Question Eight: May a credit union loan six percent of its assets to a member and six percent to a business in which the member has a majority interest?

Discussion: Refer to our discussion of the question above.

Question Nine: May a credit union loan six percent of its assets to a member and six percent to a business in which the member's spouse has a majority controlling interest (assume no ownership by the first member)?

Discussion: Refer to our discussion of questions one and seven, above. The precise resolution of this question depends on several variables, not the least of which are the marital property laws. See, e.g., Family Code § 5.61, (set out in the discussion of question one above); see also id. § 5.62. Because there are so many factual variables which control the outcome to this question, it is impossible to discuss all possible outcomes in the abstract.

SUMMARY The credit union commissioner has the authority to determine whether the ten percent loan limit of article 2461-7.02, V.T.C.S., has been violated.

Very truly yours,

Jim Mattox Attorney General of Texas

Mary Keller Executive Assistant Attorney General

Judge Zollie Steakly Special Assistant Attorney General

Rick Gilpin Chairman Opinion Committee

Prepared by Don Bustion Assistant Attorney General

1 Effective November 1, 1987, the language of section 5.61(b) will be slightly modified. See Acts 1987, 70th Leg., 2d C.S., ch. 50, § 8, at 319, 325.

Recorded data:
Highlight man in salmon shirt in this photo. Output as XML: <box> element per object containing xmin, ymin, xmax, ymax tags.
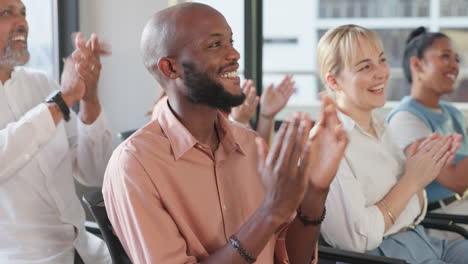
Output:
<box><xmin>103</xmin><ymin>3</ymin><xmax>347</xmax><ymax>264</ymax></box>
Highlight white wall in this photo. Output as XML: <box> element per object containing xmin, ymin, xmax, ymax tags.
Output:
<box><xmin>80</xmin><ymin>0</ymin><xmax>168</xmax><ymax>140</ymax></box>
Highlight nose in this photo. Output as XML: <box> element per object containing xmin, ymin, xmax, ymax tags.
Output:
<box><xmin>450</xmin><ymin>56</ymin><xmax>460</xmax><ymax>73</ymax></box>
<box><xmin>375</xmin><ymin>62</ymin><xmax>390</xmax><ymax>80</ymax></box>
<box><xmin>15</xmin><ymin>14</ymin><xmax>29</xmax><ymax>33</ymax></box>
<box><xmin>226</xmin><ymin>46</ymin><xmax>240</xmax><ymax>61</ymax></box>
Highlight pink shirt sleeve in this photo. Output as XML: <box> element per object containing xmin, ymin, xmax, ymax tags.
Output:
<box><xmin>103</xmin><ymin>152</ymin><xmax>197</xmax><ymax>264</ymax></box>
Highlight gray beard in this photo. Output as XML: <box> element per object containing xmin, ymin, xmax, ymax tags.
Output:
<box><xmin>0</xmin><ymin>38</ymin><xmax>30</xmax><ymax>70</ymax></box>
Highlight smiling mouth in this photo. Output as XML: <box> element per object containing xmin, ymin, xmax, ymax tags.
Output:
<box><xmin>221</xmin><ymin>71</ymin><xmax>239</xmax><ymax>79</ymax></box>
<box><xmin>11</xmin><ymin>35</ymin><xmax>26</xmax><ymax>45</ymax></box>
<box><xmin>367</xmin><ymin>84</ymin><xmax>385</xmax><ymax>94</ymax></box>
<box><xmin>445</xmin><ymin>73</ymin><xmax>457</xmax><ymax>81</ymax></box>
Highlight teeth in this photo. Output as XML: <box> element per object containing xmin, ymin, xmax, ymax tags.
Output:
<box><xmin>12</xmin><ymin>36</ymin><xmax>26</xmax><ymax>41</ymax></box>
<box><xmin>369</xmin><ymin>84</ymin><xmax>384</xmax><ymax>91</ymax></box>
<box><xmin>221</xmin><ymin>71</ymin><xmax>237</xmax><ymax>78</ymax></box>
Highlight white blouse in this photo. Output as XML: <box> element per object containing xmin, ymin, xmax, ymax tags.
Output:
<box><xmin>321</xmin><ymin>112</ymin><xmax>427</xmax><ymax>252</ymax></box>
<box><xmin>0</xmin><ymin>67</ymin><xmax>112</xmax><ymax>264</ymax></box>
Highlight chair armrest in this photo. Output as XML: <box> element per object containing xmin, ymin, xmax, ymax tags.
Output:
<box><xmin>426</xmin><ymin>212</ymin><xmax>468</xmax><ymax>224</ymax></box>
<box><xmin>421</xmin><ymin>217</ymin><xmax>468</xmax><ymax>239</ymax></box>
<box><xmin>85</xmin><ymin>221</ymin><xmax>102</xmax><ymax>237</ymax></box>
<box><xmin>318</xmin><ymin>246</ymin><xmax>406</xmax><ymax>264</ymax></box>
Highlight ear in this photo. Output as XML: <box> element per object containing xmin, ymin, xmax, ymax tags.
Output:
<box><xmin>158</xmin><ymin>57</ymin><xmax>180</xmax><ymax>79</ymax></box>
<box><xmin>410</xmin><ymin>56</ymin><xmax>423</xmax><ymax>73</ymax></box>
<box><xmin>325</xmin><ymin>72</ymin><xmax>341</xmax><ymax>92</ymax></box>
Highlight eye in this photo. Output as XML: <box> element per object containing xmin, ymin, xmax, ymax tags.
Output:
<box><xmin>208</xmin><ymin>41</ymin><xmax>221</xmax><ymax>48</ymax></box>
<box><xmin>358</xmin><ymin>64</ymin><xmax>370</xmax><ymax>72</ymax></box>
<box><xmin>0</xmin><ymin>9</ymin><xmax>13</xmax><ymax>17</ymax></box>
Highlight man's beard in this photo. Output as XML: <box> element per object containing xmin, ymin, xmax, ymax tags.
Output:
<box><xmin>182</xmin><ymin>63</ymin><xmax>245</xmax><ymax>111</ymax></box>
<box><xmin>0</xmin><ymin>28</ymin><xmax>29</xmax><ymax>68</ymax></box>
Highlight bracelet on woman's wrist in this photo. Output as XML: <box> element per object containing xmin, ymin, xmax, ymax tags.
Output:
<box><xmin>229</xmin><ymin>235</ymin><xmax>257</xmax><ymax>263</ymax></box>
<box><xmin>297</xmin><ymin>206</ymin><xmax>327</xmax><ymax>226</ymax></box>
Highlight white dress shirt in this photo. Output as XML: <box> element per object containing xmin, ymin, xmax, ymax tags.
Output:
<box><xmin>0</xmin><ymin>67</ymin><xmax>112</xmax><ymax>264</ymax></box>
<box><xmin>388</xmin><ymin>109</ymin><xmax>436</xmax><ymax>150</ymax></box>
<box><xmin>321</xmin><ymin>112</ymin><xmax>427</xmax><ymax>252</ymax></box>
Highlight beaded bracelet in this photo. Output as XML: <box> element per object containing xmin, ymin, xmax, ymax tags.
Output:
<box><xmin>380</xmin><ymin>200</ymin><xmax>395</xmax><ymax>224</ymax></box>
<box><xmin>297</xmin><ymin>206</ymin><xmax>327</xmax><ymax>226</ymax></box>
<box><xmin>229</xmin><ymin>235</ymin><xmax>257</xmax><ymax>263</ymax></box>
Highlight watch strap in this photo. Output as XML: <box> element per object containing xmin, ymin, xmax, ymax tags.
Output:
<box><xmin>46</xmin><ymin>91</ymin><xmax>70</xmax><ymax>122</ymax></box>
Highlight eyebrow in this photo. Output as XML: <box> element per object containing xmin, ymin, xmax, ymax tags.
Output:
<box><xmin>210</xmin><ymin>33</ymin><xmax>223</xmax><ymax>38</ymax></box>
<box><xmin>354</xmin><ymin>51</ymin><xmax>384</xmax><ymax>67</ymax></box>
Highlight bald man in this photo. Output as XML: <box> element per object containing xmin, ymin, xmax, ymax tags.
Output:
<box><xmin>103</xmin><ymin>3</ymin><xmax>347</xmax><ymax>264</ymax></box>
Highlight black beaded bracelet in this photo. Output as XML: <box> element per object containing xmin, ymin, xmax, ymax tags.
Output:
<box><xmin>297</xmin><ymin>207</ymin><xmax>327</xmax><ymax>226</ymax></box>
<box><xmin>229</xmin><ymin>235</ymin><xmax>257</xmax><ymax>263</ymax></box>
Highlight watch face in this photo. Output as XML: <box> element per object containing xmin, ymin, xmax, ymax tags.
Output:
<box><xmin>46</xmin><ymin>91</ymin><xmax>62</xmax><ymax>103</ymax></box>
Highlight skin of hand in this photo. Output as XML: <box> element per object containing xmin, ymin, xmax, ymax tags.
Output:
<box><xmin>405</xmin><ymin>133</ymin><xmax>459</xmax><ymax>189</ymax></box>
<box><xmin>61</xmin><ymin>57</ymin><xmax>86</xmax><ymax>107</ymax></box>
<box><xmin>72</xmin><ymin>33</ymin><xmax>110</xmax><ymax>102</ymax></box>
<box><xmin>230</xmin><ymin>80</ymin><xmax>259</xmax><ymax>124</ymax></box>
<box><xmin>256</xmin><ymin>113</ymin><xmax>311</xmax><ymax>224</ymax></box>
<box><xmin>307</xmin><ymin>95</ymin><xmax>349</xmax><ymax>193</ymax></box>
<box><xmin>260</xmin><ymin>75</ymin><xmax>296</xmax><ymax>119</ymax></box>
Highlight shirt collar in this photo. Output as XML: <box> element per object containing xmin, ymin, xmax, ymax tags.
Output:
<box><xmin>336</xmin><ymin>110</ymin><xmax>385</xmax><ymax>137</ymax></box>
<box><xmin>156</xmin><ymin>97</ymin><xmax>245</xmax><ymax>160</ymax></box>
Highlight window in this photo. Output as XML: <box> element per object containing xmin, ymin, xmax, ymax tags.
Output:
<box><xmin>263</xmin><ymin>0</ymin><xmax>468</xmax><ymax>108</ymax></box>
<box><xmin>22</xmin><ymin>0</ymin><xmax>59</xmax><ymax>80</ymax></box>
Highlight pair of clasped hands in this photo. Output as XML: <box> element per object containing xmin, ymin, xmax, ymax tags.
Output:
<box><xmin>256</xmin><ymin>96</ymin><xmax>348</xmax><ymax>226</ymax></box>
<box><xmin>252</xmin><ymin>95</ymin><xmax>462</xmax><ymax>227</ymax></box>
<box><xmin>61</xmin><ymin>32</ymin><xmax>111</xmax><ymax>112</ymax></box>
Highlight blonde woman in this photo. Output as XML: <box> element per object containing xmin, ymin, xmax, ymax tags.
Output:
<box><xmin>318</xmin><ymin>25</ymin><xmax>468</xmax><ymax>263</ymax></box>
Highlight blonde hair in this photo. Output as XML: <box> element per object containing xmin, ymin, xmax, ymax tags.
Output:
<box><xmin>317</xmin><ymin>25</ymin><xmax>383</xmax><ymax>92</ymax></box>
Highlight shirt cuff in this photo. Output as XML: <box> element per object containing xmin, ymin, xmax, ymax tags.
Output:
<box><xmin>77</xmin><ymin>111</ymin><xmax>110</xmax><ymax>138</ymax></box>
<box><xmin>30</xmin><ymin>103</ymin><xmax>57</xmax><ymax>142</ymax></box>
<box><xmin>228</xmin><ymin>115</ymin><xmax>250</xmax><ymax>128</ymax></box>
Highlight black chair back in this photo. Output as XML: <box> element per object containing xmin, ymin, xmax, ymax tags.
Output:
<box><xmin>83</xmin><ymin>190</ymin><xmax>132</xmax><ymax>264</ymax></box>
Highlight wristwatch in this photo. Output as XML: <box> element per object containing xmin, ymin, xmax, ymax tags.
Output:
<box><xmin>46</xmin><ymin>91</ymin><xmax>70</xmax><ymax>122</ymax></box>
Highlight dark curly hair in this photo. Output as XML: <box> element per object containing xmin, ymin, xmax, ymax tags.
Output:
<box><xmin>403</xmin><ymin>27</ymin><xmax>449</xmax><ymax>83</ymax></box>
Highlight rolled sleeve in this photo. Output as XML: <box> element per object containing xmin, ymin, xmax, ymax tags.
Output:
<box><xmin>321</xmin><ymin>161</ymin><xmax>385</xmax><ymax>252</ymax></box>
<box><xmin>0</xmin><ymin>103</ymin><xmax>56</xmax><ymax>182</ymax></box>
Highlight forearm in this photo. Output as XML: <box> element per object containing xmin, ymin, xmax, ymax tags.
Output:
<box><xmin>286</xmin><ymin>191</ymin><xmax>328</xmax><ymax>263</ymax></box>
<box><xmin>0</xmin><ymin>104</ymin><xmax>56</xmax><ymax>182</ymax></box>
<box><xmin>257</xmin><ymin>113</ymin><xmax>275</xmax><ymax>144</ymax></box>
<box><xmin>436</xmin><ymin>158</ymin><xmax>468</xmax><ymax>194</ymax></box>
<box><xmin>80</xmin><ymin>96</ymin><xmax>101</xmax><ymax>125</ymax></box>
<box><xmin>75</xmin><ymin>109</ymin><xmax>113</xmax><ymax>186</ymax></box>
<box><xmin>201</xmin><ymin>206</ymin><xmax>281</xmax><ymax>264</ymax></box>
<box><xmin>376</xmin><ymin>175</ymin><xmax>422</xmax><ymax>231</ymax></box>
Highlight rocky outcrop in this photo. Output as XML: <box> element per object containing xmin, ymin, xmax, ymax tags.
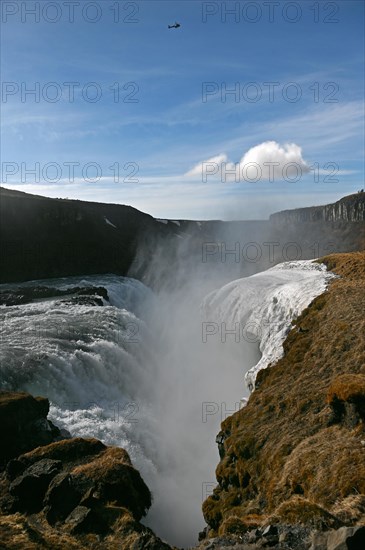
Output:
<box><xmin>199</xmin><ymin>253</ymin><xmax>365</xmax><ymax>550</ymax></box>
<box><xmin>0</xmin><ymin>392</ymin><xmax>170</xmax><ymax>550</ymax></box>
<box><xmin>270</xmin><ymin>192</ymin><xmax>365</xmax><ymax>224</ymax></box>
<box><xmin>0</xmin><ymin>391</ymin><xmax>68</xmax><ymax>469</ymax></box>
<box><xmin>0</xmin><ymin>187</ymin><xmax>162</xmax><ymax>282</ymax></box>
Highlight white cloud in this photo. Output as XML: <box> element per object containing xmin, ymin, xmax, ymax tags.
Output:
<box><xmin>185</xmin><ymin>141</ymin><xmax>310</xmax><ymax>183</ymax></box>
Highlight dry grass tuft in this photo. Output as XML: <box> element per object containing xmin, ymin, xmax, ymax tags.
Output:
<box><xmin>327</xmin><ymin>374</ymin><xmax>365</xmax><ymax>403</ymax></box>
<box><xmin>203</xmin><ymin>252</ymin><xmax>365</xmax><ymax>531</ymax></box>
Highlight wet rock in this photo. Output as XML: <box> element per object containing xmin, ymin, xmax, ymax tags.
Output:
<box><xmin>0</xmin><ymin>391</ymin><xmax>62</xmax><ymax>470</ymax></box>
<box><xmin>9</xmin><ymin>459</ymin><xmax>62</xmax><ymax>512</ymax></box>
<box><xmin>43</xmin><ymin>473</ymin><xmax>81</xmax><ymax>525</ymax></box>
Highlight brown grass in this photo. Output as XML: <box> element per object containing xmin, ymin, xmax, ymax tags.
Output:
<box><xmin>327</xmin><ymin>374</ymin><xmax>365</xmax><ymax>403</ymax></box>
<box><xmin>203</xmin><ymin>253</ymin><xmax>365</xmax><ymax>530</ymax></box>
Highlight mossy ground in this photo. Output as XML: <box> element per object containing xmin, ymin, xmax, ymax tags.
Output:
<box><xmin>203</xmin><ymin>252</ymin><xmax>365</xmax><ymax>531</ymax></box>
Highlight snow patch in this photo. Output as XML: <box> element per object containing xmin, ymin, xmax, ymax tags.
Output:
<box><xmin>202</xmin><ymin>260</ymin><xmax>337</xmax><ymax>391</ymax></box>
<box><xmin>104</xmin><ymin>216</ymin><xmax>118</xmax><ymax>229</ymax></box>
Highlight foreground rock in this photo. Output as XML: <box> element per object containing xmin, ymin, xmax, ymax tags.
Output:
<box><xmin>201</xmin><ymin>253</ymin><xmax>365</xmax><ymax>550</ymax></box>
<box><xmin>0</xmin><ymin>391</ymin><xmax>67</xmax><ymax>469</ymax></box>
<box><xmin>0</xmin><ymin>392</ymin><xmax>170</xmax><ymax>550</ymax></box>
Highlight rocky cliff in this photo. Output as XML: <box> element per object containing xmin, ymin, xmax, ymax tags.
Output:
<box><xmin>270</xmin><ymin>192</ymin><xmax>365</xmax><ymax>224</ymax></box>
<box><xmin>0</xmin><ymin>187</ymin><xmax>161</xmax><ymax>282</ymax></box>
<box><xmin>0</xmin><ymin>392</ymin><xmax>171</xmax><ymax>550</ymax></box>
<box><xmin>202</xmin><ymin>253</ymin><xmax>365</xmax><ymax>550</ymax></box>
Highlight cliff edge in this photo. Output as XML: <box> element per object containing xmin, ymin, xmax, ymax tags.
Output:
<box><xmin>202</xmin><ymin>252</ymin><xmax>365</xmax><ymax>549</ymax></box>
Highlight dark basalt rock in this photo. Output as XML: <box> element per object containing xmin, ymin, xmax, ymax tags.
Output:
<box><xmin>9</xmin><ymin>459</ymin><xmax>62</xmax><ymax>512</ymax></box>
<box><xmin>0</xmin><ymin>391</ymin><xmax>62</xmax><ymax>470</ymax></box>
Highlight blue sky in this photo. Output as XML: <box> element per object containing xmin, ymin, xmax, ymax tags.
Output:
<box><xmin>1</xmin><ymin>0</ymin><xmax>364</xmax><ymax>219</ymax></box>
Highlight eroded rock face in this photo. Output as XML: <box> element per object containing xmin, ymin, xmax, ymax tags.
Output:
<box><xmin>0</xmin><ymin>392</ymin><xmax>170</xmax><ymax>550</ymax></box>
<box><xmin>3</xmin><ymin>438</ymin><xmax>151</xmax><ymax>531</ymax></box>
<box><xmin>0</xmin><ymin>391</ymin><xmax>64</xmax><ymax>469</ymax></box>
<box><xmin>270</xmin><ymin>191</ymin><xmax>365</xmax><ymax>223</ymax></box>
<box><xmin>203</xmin><ymin>253</ymin><xmax>365</xmax><ymax>548</ymax></box>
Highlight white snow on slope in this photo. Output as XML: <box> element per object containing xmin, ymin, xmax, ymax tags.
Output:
<box><xmin>202</xmin><ymin>260</ymin><xmax>336</xmax><ymax>390</ymax></box>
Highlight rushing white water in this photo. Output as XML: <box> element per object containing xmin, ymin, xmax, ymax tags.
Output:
<box><xmin>203</xmin><ymin>260</ymin><xmax>336</xmax><ymax>390</ymax></box>
<box><xmin>0</xmin><ymin>262</ymin><xmax>330</xmax><ymax>546</ymax></box>
<box><xmin>0</xmin><ymin>275</ymin><xmax>259</xmax><ymax>546</ymax></box>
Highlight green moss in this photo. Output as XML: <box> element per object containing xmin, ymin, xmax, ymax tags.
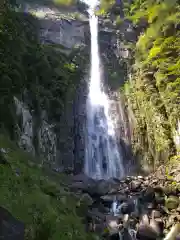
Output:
<box><xmin>0</xmin><ymin>135</ymin><xmax>92</xmax><ymax>240</ymax></box>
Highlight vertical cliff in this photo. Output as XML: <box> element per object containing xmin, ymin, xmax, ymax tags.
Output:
<box><xmin>98</xmin><ymin>0</ymin><xmax>180</xmax><ymax>171</ymax></box>
<box><xmin>0</xmin><ymin>0</ymin><xmax>89</xmax><ymax>171</ymax></box>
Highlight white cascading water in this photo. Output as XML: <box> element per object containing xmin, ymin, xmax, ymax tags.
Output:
<box><xmin>85</xmin><ymin>0</ymin><xmax>124</xmax><ymax>179</ymax></box>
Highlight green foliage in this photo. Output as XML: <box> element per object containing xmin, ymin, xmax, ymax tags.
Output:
<box><xmin>0</xmin><ymin>135</ymin><xmax>90</xmax><ymax>240</ymax></box>
<box><xmin>0</xmin><ymin>2</ymin><xmax>87</xmax><ymax>137</ymax></box>
<box><xmin>112</xmin><ymin>0</ymin><xmax>180</xmax><ymax>168</ymax></box>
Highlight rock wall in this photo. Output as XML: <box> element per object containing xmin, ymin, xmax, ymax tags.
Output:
<box><xmin>10</xmin><ymin>5</ymin><xmax>88</xmax><ymax>172</ymax></box>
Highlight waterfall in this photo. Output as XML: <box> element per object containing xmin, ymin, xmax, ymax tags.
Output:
<box><xmin>85</xmin><ymin>0</ymin><xmax>124</xmax><ymax>179</ymax></box>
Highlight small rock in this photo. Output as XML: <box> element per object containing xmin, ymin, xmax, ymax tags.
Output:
<box><xmin>143</xmin><ymin>187</ymin><xmax>155</xmax><ymax>202</ymax></box>
<box><xmin>152</xmin><ymin>210</ymin><xmax>161</xmax><ymax>218</ymax></box>
<box><xmin>174</xmin><ymin>173</ymin><xmax>180</xmax><ymax>182</ymax></box>
<box><xmin>136</xmin><ymin>225</ymin><xmax>158</xmax><ymax>240</ymax></box>
<box><xmin>129</xmin><ymin>180</ymin><xmax>141</xmax><ymax>191</ymax></box>
<box><xmin>119</xmin><ymin>202</ymin><xmax>135</xmax><ymax>214</ymax></box>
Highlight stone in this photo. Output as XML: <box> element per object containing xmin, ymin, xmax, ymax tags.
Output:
<box><xmin>165</xmin><ymin>196</ymin><xmax>180</xmax><ymax>210</ymax></box>
<box><xmin>106</xmin><ymin>215</ymin><xmax>119</xmax><ymax>234</ymax></box>
<box><xmin>152</xmin><ymin>210</ymin><xmax>161</xmax><ymax>218</ymax></box>
<box><xmin>80</xmin><ymin>193</ymin><xmax>93</xmax><ymax>206</ymax></box>
<box><xmin>136</xmin><ymin>224</ymin><xmax>158</xmax><ymax>240</ymax></box>
<box><xmin>129</xmin><ymin>180</ymin><xmax>141</xmax><ymax>191</ymax></box>
<box><xmin>89</xmin><ymin>179</ymin><xmax>119</xmax><ymax>196</ymax></box>
<box><xmin>142</xmin><ymin>187</ymin><xmax>155</xmax><ymax>202</ymax></box>
<box><xmin>119</xmin><ymin>202</ymin><xmax>134</xmax><ymax>214</ymax></box>
<box><xmin>174</xmin><ymin>173</ymin><xmax>180</xmax><ymax>183</ymax></box>
<box><xmin>0</xmin><ymin>150</ymin><xmax>10</xmax><ymax>166</ymax></box>
<box><xmin>0</xmin><ymin>207</ymin><xmax>25</xmax><ymax>240</ymax></box>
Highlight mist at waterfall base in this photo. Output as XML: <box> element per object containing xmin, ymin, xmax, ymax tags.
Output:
<box><xmin>85</xmin><ymin>1</ymin><xmax>124</xmax><ymax>179</ymax></box>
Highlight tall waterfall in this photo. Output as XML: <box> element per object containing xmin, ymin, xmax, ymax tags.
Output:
<box><xmin>85</xmin><ymin>0</ymin><xmax>124</xmax><ymax>179</ymax></box>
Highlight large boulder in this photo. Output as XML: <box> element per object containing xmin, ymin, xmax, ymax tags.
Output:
<box><xmin>89</xmin><ymin>179</ymin><xmax>119</xmax><ymax>197</ymax></box>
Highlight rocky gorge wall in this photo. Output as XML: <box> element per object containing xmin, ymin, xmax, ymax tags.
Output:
<box><xmin>0</xmin><ymin>1</ymin><xmax>89</xmax><ymax>171</ymax></box>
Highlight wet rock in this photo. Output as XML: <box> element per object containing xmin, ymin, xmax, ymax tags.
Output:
<box><xmin>89</xmin><ymin>179</ymin><xmax>119</xmax><ymax>196</ymax></box>
<box><xmin>152</xmin><ymin>210</ymin><xmax>161</xmax><ymax>218</ymax></box>
<box><xmin>136</xmin><ymin>224</ymin><xmax>158</xmax><ymax>240</ymax></box>
<box><xmin>87</xmin><ymin>209</ymin><xmax>106</xmax><ymax>222</ymax></box>
<box><xmin>80</xmin><ymin>193</ymin><xmax>93</xmax><ymax>206</ymax></box>
<box><xmin>0</xmin><ymin>207</ymin><xmax>25</xmax><ymax>240</ymax></box>
<box><xmin>129</xmin><ymin>180</ymin><xmax>141</xmax><ymax>191</ymax></box>
<box><xmin>174</xmin><ymin>173</ymin><xmax>180</xmax><ymax>183</ymax></box>
<box><xmin>119</xmin><ymin>202</ymin><xmax>135</xmax><ymax>214</ymax></box>
<box><xmin>142</xmin><ymin>187</ymin><xmax>155</xmax><ymax>202</ymax></box>
<box><xmin>165</xmin><ymin>196</ymin><xmax>180</xmax><ymax>210</ymax></box>
<box><xmin>101</xmin><ymin>194</ymin><xmax>127</xmax><ymax>203</ymax></box>
<box><xmin>0</xmin><ymin>152</ymin><xmax>10</xmax><ymax>166</ymax></box>
<box><xmin>106</xmin><ymin>215</ymin><xmax>119</xmax><ymax>235</ymax></box>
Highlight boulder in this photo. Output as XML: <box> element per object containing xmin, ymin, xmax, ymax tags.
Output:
<box><xmin>88</xmin><ymin>179</ymin><xmax>119</xmax><ymax>196</ymax></box>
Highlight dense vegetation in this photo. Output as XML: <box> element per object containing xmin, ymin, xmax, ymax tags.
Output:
<box><xmin>0</xmin><ymin>1</ymin><xmax>92</xmax><ymax>240</ymax></box>
<box><xmin>0</xmin><ymin>2</ymin><xmax>86</xmax><ymax>138</ymax></box>
<box><xmin>0</xmin><ymin>135</ymin><xmax>92</xmax><ymax>240</ymax></box>
<box><xmin>100</xmin><ymin>0</ymin><xmax>180</xmax><ymax>170</ymax></box>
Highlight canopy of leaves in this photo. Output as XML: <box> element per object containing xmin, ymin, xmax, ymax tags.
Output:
<box><xmin>122</xmin><ymin>0</ymin><xmax>180</xmax><ymax>166</ymax></box>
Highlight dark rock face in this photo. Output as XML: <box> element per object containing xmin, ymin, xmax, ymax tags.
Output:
<box><xmin>0</xmin><ymin>207</ymin><xmax>25</xmax><ymax>240</ymax></box>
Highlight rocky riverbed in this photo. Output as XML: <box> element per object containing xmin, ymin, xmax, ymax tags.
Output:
<box><xmin>71</xmin><ymin>167</ymin><xmax>180</xmax><ymax>240</ymax></box>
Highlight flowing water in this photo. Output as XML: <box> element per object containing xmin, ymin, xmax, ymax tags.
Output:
<box><xmin>85</xmin><ymin>0</ymin><xmax>124</xmax><ymax>179</ymax></box>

Set task A:
In the attorney general opinion, who has the authority to determine whether the ten percent loan limit has been violated?
Set task B:
Say whether each statement agrees with the attorney general opinion, answering yes or no and quoting the words that decide it: (i) The opinion says it cannot discuss every possible outcome of Question Nine in the abstract. (ii) The change to the language of section 5.61(b) takes effect November 1, 1988. (iii) Question Nine assumes that the first member has an ownership share in the business.
Set task C:
Transcribe the part of the attorney general opinion starting with "Rick Gilpin Chairman" and going on through "at 319, 325.".

Response A:
The credit union commissioner.

Response B:
(i) Yes: "it is impossible to discuss all possible outcomes in the abstract."
(ii) No: "Effective November 1, 1987, the language of section 5.61(b) will be slightly modified."
(iii) No: "(assume no ownership by the first member)"

Response C:
Rick Gilpin Chairman Opinion Committee

Prepared by Don Bustion Assistant Attorney General

1 Effective November 1, 1987, the language of section 5.61(b) will be slightly modified. See Acts 1987, 70th Leg., 2d C.S., ch. 50, § 8, at 319, 325.